Goal of the exercise:
Exactly the lines from the one containing "branch in this photo." through the end of the data below are to be reproduced, and nothing besides them.

### Dataset records ###

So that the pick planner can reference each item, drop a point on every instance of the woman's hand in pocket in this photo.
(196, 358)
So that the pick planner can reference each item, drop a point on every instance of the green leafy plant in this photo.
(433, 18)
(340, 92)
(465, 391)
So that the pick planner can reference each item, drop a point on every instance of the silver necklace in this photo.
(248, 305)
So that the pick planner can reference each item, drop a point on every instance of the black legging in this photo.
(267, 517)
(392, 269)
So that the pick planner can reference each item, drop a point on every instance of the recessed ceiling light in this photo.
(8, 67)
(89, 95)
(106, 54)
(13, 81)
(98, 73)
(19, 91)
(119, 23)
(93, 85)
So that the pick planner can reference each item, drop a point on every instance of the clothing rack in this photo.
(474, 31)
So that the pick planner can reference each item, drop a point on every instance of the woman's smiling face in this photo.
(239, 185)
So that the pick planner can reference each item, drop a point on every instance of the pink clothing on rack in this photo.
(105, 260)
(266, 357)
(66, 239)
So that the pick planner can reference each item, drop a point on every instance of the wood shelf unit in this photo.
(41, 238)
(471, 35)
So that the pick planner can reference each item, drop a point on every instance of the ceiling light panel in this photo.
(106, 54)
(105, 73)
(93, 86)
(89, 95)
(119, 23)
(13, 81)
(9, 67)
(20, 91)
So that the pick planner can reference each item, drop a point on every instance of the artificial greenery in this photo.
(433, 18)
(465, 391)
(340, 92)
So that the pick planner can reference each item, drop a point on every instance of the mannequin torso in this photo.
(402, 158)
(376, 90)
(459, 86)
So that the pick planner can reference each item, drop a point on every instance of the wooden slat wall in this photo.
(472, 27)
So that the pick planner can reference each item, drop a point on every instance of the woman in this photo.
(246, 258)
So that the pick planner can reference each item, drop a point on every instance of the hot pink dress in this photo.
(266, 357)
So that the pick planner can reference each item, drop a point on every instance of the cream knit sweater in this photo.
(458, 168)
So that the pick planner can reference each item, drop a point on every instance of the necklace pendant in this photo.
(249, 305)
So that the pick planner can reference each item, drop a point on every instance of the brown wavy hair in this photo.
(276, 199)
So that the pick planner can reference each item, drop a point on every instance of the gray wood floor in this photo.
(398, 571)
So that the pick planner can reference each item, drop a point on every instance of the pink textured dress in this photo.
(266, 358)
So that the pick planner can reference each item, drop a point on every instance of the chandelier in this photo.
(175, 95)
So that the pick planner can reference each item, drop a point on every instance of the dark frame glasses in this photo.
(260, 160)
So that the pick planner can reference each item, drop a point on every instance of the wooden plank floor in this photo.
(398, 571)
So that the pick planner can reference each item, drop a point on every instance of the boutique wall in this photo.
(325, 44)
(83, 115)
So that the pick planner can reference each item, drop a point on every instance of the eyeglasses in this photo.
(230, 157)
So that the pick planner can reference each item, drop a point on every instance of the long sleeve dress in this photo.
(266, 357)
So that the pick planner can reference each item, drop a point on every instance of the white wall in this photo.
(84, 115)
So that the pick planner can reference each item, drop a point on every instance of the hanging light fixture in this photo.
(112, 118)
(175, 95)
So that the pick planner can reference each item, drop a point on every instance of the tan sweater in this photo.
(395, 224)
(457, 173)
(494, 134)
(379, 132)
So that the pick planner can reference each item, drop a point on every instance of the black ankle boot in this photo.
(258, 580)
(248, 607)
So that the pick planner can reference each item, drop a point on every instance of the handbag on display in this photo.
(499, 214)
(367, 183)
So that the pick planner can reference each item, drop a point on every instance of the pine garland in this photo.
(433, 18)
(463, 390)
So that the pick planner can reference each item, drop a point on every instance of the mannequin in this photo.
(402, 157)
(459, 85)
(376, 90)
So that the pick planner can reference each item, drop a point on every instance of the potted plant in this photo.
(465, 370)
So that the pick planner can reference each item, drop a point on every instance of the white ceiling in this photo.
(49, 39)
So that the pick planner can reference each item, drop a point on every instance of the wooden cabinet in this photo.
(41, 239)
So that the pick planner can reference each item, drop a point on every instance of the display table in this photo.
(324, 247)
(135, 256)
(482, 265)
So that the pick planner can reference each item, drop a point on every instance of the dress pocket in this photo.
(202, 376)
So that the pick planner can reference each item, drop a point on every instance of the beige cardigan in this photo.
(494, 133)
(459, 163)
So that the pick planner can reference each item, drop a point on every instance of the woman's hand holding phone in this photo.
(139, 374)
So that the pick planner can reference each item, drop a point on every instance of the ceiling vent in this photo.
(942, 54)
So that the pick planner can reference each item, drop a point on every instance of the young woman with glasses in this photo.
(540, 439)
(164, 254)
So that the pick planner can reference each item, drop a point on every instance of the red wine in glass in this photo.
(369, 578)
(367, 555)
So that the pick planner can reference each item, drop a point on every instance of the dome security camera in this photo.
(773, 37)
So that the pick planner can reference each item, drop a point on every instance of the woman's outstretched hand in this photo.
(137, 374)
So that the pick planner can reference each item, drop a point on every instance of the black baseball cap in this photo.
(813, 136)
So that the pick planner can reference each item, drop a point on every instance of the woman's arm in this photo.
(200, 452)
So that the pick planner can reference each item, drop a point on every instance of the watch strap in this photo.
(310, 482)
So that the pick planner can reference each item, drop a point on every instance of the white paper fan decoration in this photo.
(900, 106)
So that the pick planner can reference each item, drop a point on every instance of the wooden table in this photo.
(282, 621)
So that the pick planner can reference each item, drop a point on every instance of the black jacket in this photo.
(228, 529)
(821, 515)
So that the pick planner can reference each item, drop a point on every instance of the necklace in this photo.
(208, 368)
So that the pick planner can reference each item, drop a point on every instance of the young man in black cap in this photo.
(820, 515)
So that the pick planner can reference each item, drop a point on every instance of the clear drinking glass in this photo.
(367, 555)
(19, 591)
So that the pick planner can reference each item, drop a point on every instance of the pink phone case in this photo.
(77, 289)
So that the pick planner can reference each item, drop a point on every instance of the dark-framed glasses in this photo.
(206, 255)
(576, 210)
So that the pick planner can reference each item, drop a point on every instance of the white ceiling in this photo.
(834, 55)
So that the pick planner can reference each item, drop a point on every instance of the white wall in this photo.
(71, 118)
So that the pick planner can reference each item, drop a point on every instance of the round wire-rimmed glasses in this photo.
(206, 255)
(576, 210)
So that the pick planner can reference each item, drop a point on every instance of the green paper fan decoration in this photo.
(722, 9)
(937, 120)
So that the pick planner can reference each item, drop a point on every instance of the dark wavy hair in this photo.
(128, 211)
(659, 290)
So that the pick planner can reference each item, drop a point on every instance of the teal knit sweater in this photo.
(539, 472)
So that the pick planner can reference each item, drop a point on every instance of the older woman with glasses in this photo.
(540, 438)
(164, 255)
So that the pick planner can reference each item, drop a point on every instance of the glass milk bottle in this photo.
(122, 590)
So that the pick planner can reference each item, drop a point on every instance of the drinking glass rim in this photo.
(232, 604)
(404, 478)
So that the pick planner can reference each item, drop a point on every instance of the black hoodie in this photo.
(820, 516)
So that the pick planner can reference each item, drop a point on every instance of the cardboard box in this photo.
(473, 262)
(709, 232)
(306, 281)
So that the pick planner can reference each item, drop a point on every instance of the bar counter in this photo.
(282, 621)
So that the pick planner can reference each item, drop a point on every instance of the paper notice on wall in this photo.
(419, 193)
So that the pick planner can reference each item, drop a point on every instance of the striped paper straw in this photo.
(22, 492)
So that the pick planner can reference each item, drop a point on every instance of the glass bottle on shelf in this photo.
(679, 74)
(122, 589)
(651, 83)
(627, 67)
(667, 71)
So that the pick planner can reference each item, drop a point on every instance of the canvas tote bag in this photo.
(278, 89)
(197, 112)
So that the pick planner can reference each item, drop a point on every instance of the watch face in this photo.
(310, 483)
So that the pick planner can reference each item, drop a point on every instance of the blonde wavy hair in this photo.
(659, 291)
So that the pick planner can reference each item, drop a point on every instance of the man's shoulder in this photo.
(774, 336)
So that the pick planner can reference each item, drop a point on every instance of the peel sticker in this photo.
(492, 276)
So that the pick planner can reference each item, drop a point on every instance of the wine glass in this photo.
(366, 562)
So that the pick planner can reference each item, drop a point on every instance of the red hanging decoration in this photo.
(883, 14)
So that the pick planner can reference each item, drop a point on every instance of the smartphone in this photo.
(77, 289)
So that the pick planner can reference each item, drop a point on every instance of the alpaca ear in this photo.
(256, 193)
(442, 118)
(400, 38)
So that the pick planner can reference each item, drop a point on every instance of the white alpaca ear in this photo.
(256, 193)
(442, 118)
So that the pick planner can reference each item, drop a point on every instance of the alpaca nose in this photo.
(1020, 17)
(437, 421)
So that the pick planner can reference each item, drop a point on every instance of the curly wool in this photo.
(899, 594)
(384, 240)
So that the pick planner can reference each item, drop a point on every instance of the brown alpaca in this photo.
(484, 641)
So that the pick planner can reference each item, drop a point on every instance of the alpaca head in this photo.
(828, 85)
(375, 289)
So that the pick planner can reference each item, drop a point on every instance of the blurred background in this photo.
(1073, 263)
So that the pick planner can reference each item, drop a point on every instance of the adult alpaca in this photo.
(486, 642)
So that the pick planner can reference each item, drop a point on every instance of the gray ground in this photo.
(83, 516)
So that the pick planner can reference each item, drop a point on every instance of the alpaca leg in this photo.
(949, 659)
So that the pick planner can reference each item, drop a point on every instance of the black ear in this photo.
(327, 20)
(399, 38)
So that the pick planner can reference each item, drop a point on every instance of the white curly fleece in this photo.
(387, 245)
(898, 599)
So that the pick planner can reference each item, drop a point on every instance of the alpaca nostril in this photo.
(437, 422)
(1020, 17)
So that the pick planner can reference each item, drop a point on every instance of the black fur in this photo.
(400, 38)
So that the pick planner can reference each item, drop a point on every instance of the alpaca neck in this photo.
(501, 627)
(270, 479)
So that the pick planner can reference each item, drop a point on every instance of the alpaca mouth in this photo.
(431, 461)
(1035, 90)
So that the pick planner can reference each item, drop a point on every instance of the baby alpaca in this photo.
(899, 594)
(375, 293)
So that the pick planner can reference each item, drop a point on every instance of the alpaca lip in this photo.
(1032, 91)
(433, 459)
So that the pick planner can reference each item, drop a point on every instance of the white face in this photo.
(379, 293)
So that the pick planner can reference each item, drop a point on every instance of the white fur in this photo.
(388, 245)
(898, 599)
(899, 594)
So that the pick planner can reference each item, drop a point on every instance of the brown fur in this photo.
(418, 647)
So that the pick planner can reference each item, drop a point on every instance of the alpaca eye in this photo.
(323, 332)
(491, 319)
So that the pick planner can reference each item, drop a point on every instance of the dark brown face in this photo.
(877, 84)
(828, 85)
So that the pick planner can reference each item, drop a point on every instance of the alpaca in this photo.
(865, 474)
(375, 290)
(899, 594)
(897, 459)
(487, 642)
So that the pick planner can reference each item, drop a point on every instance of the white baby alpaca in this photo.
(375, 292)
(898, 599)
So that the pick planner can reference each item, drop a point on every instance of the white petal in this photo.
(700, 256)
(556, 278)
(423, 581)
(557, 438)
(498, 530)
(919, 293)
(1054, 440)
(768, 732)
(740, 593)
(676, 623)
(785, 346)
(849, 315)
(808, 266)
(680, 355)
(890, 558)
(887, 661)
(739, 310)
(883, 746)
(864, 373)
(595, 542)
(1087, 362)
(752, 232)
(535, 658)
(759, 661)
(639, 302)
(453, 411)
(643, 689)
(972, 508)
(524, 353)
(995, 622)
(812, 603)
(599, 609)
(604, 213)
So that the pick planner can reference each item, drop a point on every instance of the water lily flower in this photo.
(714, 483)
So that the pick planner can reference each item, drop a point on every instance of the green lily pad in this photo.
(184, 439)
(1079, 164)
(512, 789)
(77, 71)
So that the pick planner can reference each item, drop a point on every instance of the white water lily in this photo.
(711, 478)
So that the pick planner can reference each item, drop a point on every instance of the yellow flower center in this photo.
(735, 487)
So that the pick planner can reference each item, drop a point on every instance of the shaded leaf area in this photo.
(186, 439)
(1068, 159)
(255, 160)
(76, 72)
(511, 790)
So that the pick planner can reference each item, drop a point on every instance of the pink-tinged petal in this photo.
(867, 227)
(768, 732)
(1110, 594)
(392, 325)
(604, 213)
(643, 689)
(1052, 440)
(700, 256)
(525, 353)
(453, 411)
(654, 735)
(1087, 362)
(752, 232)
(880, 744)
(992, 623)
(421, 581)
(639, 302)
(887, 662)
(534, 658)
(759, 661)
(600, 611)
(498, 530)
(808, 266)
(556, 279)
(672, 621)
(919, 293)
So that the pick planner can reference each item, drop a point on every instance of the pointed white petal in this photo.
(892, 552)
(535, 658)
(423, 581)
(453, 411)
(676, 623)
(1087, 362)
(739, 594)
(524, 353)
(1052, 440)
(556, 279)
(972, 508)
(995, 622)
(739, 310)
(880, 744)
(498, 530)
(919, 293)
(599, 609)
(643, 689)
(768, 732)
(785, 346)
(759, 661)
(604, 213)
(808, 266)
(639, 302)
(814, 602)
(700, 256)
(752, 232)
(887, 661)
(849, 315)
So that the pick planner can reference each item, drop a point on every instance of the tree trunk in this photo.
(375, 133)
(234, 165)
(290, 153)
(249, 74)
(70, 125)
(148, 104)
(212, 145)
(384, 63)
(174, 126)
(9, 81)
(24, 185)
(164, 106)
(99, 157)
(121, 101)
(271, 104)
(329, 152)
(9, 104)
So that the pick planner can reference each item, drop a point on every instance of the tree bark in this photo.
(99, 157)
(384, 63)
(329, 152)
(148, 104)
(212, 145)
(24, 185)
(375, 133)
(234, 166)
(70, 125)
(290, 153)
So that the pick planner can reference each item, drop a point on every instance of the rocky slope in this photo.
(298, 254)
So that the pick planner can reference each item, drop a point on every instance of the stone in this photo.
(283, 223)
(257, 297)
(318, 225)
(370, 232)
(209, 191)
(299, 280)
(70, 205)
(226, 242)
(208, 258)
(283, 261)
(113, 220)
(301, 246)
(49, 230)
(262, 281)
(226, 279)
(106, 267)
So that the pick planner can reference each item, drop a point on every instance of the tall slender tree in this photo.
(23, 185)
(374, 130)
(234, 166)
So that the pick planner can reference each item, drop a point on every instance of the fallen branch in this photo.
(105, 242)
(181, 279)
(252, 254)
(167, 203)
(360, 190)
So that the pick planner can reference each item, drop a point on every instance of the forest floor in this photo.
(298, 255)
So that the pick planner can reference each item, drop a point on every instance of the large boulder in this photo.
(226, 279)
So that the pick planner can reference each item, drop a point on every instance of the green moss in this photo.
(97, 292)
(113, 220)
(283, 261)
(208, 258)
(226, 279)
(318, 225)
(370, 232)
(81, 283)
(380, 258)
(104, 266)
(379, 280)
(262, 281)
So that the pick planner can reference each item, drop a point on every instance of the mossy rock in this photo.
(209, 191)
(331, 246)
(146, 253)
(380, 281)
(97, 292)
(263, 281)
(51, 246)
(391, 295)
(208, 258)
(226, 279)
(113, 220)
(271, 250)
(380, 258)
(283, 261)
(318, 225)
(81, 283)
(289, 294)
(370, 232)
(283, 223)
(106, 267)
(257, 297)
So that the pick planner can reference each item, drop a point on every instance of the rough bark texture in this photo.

###

Written answer:
So that the pick planner can reference each item, drop a point on every instance of the fallen branch in this photo.
(105, 242)
(181, 279)
(252, 254)
(167, 203)
(360, 190)
So that the pick planner can reference each item, drop a point on every instance of the forest floor in this photo.
(298, 255)
So that the pick planner can reference each item, drop a point on every instance of the large boulder in this photo.
(226, 279)
So that the pick planner can reference each item, drop a point on every instance of the green moss in this photo.
(97, 292)
(113, 220)
(283, 261)
(208, 258)
(226, 279)
(318, 225)
(370, 232)
(81, 283)
(380, 258)
(104, 266)
(379, 280)
(262, 281)
So that the pick planner can reference each item, drop a point on every instance of the mossy rock in this photo.
(209, 191)
(331, 246)
(146, 253)
(380, 281)
(97, 292)
(263, 281)
(51, 246)
(391, 295)
(208, 258)
(226, 279)
(113, 220)
(271, 250)
(380, 258)
(283, 261)
(318, 225)
(81, 283)
(289, 294)
(370, 232)
(283, 223)
(106, 267)
(257, 297)
So that the pick planner can reference each item, drop a point on every instance of the rough bark texture in this photo.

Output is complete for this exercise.